→ **Set task**: Please format every line of the items below as a numbered list, leaving out blank lines. Omit the pictures from your answer.

*****

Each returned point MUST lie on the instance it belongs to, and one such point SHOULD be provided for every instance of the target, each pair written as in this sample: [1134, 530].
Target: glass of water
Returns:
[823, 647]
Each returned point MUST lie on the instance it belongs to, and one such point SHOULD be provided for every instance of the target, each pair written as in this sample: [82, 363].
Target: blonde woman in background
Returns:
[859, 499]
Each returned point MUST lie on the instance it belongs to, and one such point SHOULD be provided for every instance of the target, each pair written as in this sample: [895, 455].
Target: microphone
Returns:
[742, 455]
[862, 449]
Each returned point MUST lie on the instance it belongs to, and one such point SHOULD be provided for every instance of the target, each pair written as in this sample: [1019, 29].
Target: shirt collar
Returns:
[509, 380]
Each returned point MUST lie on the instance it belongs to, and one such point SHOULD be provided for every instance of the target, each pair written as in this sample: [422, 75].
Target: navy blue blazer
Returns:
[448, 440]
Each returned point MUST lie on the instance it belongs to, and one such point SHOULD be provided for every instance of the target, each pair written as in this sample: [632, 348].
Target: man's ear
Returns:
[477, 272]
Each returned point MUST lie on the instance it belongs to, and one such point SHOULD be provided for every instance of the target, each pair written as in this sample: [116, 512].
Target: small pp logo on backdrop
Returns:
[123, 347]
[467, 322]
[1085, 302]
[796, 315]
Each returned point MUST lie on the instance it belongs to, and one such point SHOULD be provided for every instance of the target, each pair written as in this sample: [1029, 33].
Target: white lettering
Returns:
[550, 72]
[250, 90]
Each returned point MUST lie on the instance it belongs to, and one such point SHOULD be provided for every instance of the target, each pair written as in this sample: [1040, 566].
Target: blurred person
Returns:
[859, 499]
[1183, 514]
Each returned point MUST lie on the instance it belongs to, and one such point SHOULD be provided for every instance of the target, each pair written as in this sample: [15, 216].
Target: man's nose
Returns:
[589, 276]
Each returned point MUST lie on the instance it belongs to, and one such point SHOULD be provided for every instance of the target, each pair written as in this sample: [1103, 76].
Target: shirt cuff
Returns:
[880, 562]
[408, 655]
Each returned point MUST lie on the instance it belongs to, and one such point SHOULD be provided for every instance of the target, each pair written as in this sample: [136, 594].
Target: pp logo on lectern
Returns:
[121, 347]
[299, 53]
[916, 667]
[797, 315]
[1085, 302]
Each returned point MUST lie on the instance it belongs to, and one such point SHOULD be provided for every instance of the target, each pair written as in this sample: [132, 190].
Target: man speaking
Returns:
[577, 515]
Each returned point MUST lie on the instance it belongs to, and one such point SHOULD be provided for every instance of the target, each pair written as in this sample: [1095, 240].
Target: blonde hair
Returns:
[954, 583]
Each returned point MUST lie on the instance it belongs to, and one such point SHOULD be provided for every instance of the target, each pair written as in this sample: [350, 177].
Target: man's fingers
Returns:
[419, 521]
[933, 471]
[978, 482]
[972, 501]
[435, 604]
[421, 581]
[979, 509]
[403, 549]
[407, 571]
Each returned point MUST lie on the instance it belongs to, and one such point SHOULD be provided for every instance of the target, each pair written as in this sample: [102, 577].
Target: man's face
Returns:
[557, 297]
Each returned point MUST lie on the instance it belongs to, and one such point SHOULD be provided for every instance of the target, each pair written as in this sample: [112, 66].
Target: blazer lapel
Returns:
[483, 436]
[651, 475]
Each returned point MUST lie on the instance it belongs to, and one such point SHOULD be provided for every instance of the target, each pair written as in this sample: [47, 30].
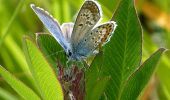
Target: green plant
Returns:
[116, 73]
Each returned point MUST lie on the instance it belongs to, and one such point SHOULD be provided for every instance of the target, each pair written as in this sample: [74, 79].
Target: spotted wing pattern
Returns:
[98, 36]
[87, 18]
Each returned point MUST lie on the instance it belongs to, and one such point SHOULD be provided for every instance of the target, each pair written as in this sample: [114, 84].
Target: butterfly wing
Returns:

*****

→ **Expected answer**:
1. Each returned point MUST lie on the instance it belongs to, and one such point SHOULD be provided for every instance of the target, each pair written as in this sample: [1134, 530].
2. Target: glass of water
3. Returns:
4. [823, 647]
5. Each returned point MUST lie on the instance it belongs to, and one such point SHOULD be provided for every instance of the target, each pair written as in this sample: [82, 363].
6. Target: blonde woman in background
7. Returns:
8. [859, 499]
9. Each returned point MUST lie on the instance it belongs to, and one such point SHOULD be provided for every instance of the target, each pair written as in this sample: [895, 455].
10. Target: microphone
11. Returns:
12. [742, 455]
13. [862, 449]
14. Each returned point MUST lie on the instance it belongs to, and one such point SHOULD be provided for every instance of the target, each pair written as in this sample: [1019, 29].
15. Target: shirt collar
16. Returns:
17. [509, 380]
18. Each returned point MUST lie on the instance it belongs to, and one such point SHOULD be provided for every instance of the target, each pair written as in this sample: [422, 75].
19. Target: navy blue blazer
20. Returns:
21. [448, 440]
22. Each returned point MUST lie on the instance it belongs to, and one such point SHOULD be provided for every instance of the target, each pair written as in this sample: [632, 348].
23. Target: man's ear
24. Returns:
25. [477, 272]
26. Each returned point MUST lie on the instance it belongs to, and one such point SHOULD be provided for every instance of the target, each pair written as in this sample: [116, 512].
27. Target: small pp logo on backdrop
28. Returns:
29. [123, 347]
30. [467, 322]
31. [1085, 302]
32. [796, 315]
33. Each returned point MUST lie on the instance it belongs to, and one such point SHOULD be provided for every instance of the target, each pair written as in this sample: [1029, 33].
34. Target: white lettering
35. Returns:
36. [550, 72]
37. [250, 90]
38. Each returned point MUST lie on the instance it belongs to, and one such point SHOULD be provided for every instance of the target, each pair written as in this sample: [1040, 566].
39. Target: blurred person
40. Returns:
41. [859, 499]
42. [1183, 514]
43. Each returned point MUST lie on the instance it belongs to, and one such point SHOULD be provided for every instance of the target, each pair written as in this sample: [15, 216].
44. Target: man's nose
45. Returns:
46. [589, 276]
47. Each returned point MUST lie on the instance it belongs to, and one such point SHOULD be provided for every instance of the target, each pair written as in this sample: [1103, 76].
48. Target: shirt cuff
49. Returns:
50. [880, 562]
51. [408, 655]
52. Each returned point MUST lie on the instance it belongs to, and one such point SHOULD be provided for every instance of the target, each pair written as in this sample: [136, 594].
53. Target: pp logo on lectern
54. Returns:
55. [121, 347]
56. [299, 53]
57. [916, 667]
58. [797, 315]
59. [1085, 302]
60. Each returned point MUST lie on the instance it belongs to, and one such point SHOULD be provided for every instance of the target, each pair written as in this sample: [132, 190].
61. Target: man speaking
62. Returns:
63. [577, 515]
64. Each returned point MUST lie on the instance it belongs to, and one such point SHOULD be provided for every instance of the target, each pair written as in this sample: [1095, 240].
65. Target: blonde hair
66. Returns:
67. [954, 583]
68. Each returned point MUST lie on the instance it belongs to, and one such point SHOULD be provided for every instance of the target, each pair written as in this sample: [350, 177].
69. Target: man's fingers
70. Returns:
71. [419, 521]
72. [933, 471]
73. [978, 482]
74. [972, 501]
75. [435, 604]
76. [421, 581]
77. [979, 509]
78. [403, 549]
79. [407, 571]
80. Each returned point MUST lie on the instance it belongs to, and one such point SHOULD be provided for every instance of the target, each pair written as in this sample: [102, 577].
81. Target: man's face
82. Returns:
83. [557, 297]
84. Each returned point MUST lie on the instance it belongs to, and one such point SHOULD be provided for every instance of the target, each pair written as in this sample: [112, 66].
85. Target: blazer lapel
86. Returns:
87. [483, 436]
88. [651, 475]
89. Each returned point MUST lie on the instance it belongs to, and one such point SHOULD be provided for every instance of the target, each pair written as in this sample: [47, 30].
90. Target: green plant
91. Returns:
92. [116, 73]
93. Each returned point MUST lie on the instance it belongs to, and one such point SHOULD be provided for every instance of the target, each pair written as in this sample: [74, 79].
94. Target: spotted wing pattern
95. Returns:
96. [98, 36]
97. [87, 18]
98. Each returned point MUST lie on the instance it belongs to, and one such point SHOULD be provided for every instance of the target, each pair written as in this sample: [114, 84].
99. Target: butterfly wing
100. Returns:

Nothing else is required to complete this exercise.